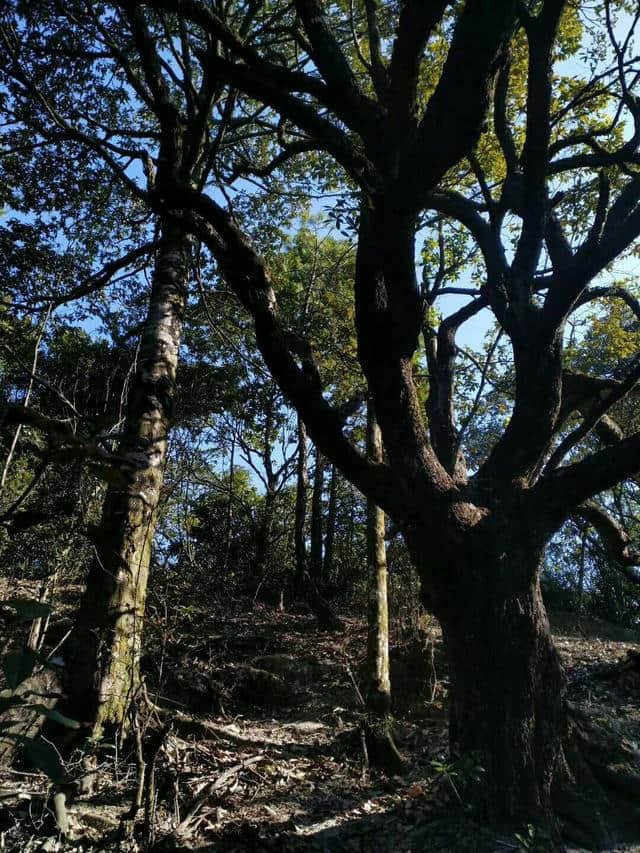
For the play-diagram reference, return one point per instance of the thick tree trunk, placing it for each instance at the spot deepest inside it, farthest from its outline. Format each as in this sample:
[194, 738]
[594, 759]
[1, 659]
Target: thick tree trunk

Short task:
Pull every line of the rows above into your answer unchanged, omitting the pictures.

Expected answer:
For the play-diagram reference, return one point per instance of the thick tree trunk, placing it for each instance at the spot deepest inside it, farthest from its outline. Format each as in this sample:
[194, 738]
[594, 759]
[1, 659]
Target: thick tree trunk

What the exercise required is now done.